- Instructions for the task
Your task is to copy the lines of the data below from the line holding "of the open" through the line holding "Query: conference table", inclusive, exactly and with nothing added.

══ Recorded information

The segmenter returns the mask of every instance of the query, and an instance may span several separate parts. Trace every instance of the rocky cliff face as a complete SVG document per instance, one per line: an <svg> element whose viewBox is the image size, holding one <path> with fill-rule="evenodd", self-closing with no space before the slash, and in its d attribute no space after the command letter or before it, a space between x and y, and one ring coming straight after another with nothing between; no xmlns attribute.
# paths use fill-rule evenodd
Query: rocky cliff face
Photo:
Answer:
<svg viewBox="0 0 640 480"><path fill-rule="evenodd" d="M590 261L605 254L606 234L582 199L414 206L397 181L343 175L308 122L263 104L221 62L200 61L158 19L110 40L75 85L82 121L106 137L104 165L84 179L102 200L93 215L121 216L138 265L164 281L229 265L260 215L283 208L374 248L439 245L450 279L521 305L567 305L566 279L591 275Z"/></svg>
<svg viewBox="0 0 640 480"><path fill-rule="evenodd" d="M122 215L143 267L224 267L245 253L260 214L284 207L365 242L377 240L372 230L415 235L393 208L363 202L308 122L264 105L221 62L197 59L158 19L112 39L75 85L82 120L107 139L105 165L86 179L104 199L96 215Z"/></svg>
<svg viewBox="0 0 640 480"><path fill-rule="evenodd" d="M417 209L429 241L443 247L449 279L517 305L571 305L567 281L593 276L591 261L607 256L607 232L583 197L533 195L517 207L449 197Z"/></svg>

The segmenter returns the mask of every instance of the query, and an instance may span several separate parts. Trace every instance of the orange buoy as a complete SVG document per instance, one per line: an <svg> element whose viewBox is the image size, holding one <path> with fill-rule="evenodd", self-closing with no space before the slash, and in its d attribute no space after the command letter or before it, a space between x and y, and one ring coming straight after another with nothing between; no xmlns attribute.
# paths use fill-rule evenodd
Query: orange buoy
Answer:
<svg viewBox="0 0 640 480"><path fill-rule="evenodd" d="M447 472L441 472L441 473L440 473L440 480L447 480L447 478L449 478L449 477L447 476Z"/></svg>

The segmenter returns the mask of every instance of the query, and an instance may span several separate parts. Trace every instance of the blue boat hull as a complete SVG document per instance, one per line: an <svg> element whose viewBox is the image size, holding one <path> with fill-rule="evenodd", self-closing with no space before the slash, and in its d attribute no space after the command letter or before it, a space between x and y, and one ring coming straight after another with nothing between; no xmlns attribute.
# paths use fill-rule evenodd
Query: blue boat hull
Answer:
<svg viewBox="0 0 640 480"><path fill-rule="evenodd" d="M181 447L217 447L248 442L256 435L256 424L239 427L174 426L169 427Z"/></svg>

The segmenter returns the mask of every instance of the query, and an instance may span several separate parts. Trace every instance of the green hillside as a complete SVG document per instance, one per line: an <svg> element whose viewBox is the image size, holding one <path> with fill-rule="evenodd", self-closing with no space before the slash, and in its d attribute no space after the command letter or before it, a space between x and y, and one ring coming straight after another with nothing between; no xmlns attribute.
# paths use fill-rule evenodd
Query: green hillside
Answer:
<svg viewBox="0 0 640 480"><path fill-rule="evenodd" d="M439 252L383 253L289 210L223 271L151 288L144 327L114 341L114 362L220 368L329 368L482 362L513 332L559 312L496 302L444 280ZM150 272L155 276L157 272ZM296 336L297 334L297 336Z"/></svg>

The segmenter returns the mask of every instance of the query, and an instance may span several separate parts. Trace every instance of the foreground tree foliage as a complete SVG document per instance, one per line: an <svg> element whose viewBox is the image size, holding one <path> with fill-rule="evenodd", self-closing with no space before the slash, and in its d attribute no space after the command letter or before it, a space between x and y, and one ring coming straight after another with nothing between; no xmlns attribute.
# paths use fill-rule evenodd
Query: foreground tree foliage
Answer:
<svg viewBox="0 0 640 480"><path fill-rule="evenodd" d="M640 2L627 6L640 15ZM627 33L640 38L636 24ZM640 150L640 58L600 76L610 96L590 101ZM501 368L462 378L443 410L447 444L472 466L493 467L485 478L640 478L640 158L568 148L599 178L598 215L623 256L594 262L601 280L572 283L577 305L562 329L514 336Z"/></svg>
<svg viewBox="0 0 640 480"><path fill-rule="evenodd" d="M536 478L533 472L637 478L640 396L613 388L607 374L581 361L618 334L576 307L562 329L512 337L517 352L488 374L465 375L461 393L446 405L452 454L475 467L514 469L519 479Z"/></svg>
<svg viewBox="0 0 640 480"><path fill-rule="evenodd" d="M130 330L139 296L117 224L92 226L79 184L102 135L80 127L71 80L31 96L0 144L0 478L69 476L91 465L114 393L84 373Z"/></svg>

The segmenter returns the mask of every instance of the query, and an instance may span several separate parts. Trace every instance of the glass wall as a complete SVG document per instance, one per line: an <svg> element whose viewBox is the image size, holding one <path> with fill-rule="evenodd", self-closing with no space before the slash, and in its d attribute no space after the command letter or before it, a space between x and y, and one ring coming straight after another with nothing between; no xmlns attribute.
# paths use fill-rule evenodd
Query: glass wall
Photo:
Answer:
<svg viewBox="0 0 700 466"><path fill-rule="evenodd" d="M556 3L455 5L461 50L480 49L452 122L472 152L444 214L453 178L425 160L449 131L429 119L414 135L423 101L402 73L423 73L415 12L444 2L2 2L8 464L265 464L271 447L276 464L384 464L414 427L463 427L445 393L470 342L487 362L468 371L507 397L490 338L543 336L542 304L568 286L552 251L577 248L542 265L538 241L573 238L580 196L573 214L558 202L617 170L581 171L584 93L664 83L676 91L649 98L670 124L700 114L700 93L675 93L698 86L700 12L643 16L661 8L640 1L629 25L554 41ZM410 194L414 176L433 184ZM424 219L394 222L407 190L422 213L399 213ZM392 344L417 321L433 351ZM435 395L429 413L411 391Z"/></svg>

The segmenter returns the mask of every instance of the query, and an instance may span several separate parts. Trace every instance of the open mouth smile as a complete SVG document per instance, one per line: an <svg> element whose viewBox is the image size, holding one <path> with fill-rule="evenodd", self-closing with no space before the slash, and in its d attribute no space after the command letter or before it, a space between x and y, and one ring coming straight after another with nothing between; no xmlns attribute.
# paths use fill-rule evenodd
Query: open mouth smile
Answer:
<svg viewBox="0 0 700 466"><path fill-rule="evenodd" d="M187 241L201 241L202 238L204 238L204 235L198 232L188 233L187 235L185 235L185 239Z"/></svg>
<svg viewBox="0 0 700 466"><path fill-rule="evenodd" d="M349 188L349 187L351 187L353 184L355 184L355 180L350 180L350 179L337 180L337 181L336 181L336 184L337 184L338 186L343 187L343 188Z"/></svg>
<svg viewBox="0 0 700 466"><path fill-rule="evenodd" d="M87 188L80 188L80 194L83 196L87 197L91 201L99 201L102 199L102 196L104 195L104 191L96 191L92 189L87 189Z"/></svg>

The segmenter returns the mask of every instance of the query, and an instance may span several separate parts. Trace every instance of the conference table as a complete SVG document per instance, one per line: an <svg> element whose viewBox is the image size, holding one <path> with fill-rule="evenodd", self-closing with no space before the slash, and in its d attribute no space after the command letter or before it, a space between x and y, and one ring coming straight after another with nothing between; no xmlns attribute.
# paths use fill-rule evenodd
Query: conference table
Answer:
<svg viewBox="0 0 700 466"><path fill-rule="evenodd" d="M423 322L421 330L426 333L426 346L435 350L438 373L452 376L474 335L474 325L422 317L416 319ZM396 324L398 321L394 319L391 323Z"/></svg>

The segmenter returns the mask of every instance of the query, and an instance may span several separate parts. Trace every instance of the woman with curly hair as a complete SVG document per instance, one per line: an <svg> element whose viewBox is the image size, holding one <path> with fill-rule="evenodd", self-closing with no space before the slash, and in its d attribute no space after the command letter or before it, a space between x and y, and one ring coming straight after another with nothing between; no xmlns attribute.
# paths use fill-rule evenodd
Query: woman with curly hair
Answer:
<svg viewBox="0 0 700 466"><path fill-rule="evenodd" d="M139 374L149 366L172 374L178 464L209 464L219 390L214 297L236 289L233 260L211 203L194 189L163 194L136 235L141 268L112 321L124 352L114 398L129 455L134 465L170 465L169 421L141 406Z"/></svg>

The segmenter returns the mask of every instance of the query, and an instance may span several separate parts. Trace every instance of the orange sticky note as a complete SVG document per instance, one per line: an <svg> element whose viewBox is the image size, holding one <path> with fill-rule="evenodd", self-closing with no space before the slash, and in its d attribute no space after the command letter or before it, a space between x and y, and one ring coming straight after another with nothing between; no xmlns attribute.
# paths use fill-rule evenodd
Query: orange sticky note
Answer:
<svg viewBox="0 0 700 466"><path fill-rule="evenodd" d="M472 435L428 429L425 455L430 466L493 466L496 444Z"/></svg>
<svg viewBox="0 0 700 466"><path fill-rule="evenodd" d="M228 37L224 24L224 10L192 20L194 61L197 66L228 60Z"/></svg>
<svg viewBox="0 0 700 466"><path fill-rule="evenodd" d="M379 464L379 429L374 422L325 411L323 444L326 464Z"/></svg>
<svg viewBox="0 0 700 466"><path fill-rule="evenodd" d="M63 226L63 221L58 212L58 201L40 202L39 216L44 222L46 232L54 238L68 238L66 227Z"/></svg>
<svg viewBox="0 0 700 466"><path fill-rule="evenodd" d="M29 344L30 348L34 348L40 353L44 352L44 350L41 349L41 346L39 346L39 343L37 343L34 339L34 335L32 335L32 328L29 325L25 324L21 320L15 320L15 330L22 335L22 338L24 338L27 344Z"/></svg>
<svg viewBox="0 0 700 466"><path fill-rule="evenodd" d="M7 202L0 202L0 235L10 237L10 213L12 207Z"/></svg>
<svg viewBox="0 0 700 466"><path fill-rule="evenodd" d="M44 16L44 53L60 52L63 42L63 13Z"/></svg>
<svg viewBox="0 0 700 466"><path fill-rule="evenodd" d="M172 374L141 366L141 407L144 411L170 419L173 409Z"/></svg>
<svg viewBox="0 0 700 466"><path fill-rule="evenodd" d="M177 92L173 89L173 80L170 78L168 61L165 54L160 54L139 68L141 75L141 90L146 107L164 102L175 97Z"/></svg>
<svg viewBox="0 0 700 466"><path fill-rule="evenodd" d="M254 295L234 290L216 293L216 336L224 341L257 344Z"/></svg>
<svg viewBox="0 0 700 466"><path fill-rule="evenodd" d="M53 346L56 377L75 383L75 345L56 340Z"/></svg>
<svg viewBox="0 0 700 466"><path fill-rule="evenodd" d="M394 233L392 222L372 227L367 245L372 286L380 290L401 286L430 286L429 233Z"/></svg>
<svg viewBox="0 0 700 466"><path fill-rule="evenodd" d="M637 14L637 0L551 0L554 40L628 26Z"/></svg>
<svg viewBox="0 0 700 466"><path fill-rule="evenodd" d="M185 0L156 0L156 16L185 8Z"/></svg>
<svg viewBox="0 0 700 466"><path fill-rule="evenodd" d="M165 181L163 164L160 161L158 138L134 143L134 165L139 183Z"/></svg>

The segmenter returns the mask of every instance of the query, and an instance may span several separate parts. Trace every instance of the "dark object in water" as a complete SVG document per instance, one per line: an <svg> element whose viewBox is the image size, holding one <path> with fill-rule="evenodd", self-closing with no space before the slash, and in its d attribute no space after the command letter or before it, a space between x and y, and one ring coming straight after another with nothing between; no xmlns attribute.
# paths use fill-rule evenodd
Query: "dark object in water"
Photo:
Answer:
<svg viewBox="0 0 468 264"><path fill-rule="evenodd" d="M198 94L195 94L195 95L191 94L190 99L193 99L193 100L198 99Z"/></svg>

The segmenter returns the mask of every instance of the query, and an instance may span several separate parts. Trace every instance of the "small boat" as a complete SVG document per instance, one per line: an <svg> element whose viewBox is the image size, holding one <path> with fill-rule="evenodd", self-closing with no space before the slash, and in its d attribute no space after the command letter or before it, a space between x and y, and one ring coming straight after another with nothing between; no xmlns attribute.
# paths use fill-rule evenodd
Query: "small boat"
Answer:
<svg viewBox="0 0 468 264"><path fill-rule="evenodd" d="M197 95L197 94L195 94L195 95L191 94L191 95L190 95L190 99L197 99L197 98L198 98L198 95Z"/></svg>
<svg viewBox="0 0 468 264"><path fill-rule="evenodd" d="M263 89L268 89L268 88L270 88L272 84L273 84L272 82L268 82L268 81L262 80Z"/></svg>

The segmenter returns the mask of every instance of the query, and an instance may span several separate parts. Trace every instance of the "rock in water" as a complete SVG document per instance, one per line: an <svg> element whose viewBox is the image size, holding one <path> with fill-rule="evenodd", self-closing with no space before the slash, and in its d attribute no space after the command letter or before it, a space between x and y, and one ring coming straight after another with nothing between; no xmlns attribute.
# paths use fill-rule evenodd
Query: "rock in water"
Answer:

════

- Exercise solution
The segmenter returns the mask of every instance of the query, and an instance may span several separate parts. Trace every instance of the open mouth smile as a complete SVG document per instance, one per line: an <svg> element whose viewBox is the image size, holding one <path> with fill-rule="evenodd", self-closing with no space before the slash, and in its d attribute no space after the command letter or before it, a space between x and y, and one ring coming straight after another with nothing between; no xmlns attribute.
# paths use fill-rule evenodd
Query: open mouth smile
Answer:
<svg viewBox="0 0 700 466"><path fill-rule="evenodd" d="M187 241L201 241L202 238L204 238L204 235L198 232L188 233L187 235L185 235L185 239Z"/></svg>
<svg viewBox="0 0 700 466"><path fill-rule="evenodd" d="M349 188L349 187L351 187L353 184L355 184L355 180L350 180L350 179L337 180L337 181L336 181L336 184L337 184L338 186L343 187L343 188Z"/></svg>
<svg viewBox="0 0 700 466"><path fill-rule="evenodd" d="M87 188L80 188L80 194L83 196L87 197L91 201L99 201L102 199L102 196L104 195L104 191L96 191L92 189L87 189Z"/></svg>

The segmenter returns the mask of every instance of the query, and an instance may span several separate parts. Trace every instance of the conference table as a complete SVG document per instance, one per line: an <svg> element whose viewBox is the image size, holding one <path> with fill-rule="evenodd", self-closing with no space before the slash, and in its d attribute no space after the command letter or before it, a space between x and y, and one ring coming straight after another with nothing between; no xmlns attribute.
# paths use fill-rule evenodd
Query: conference table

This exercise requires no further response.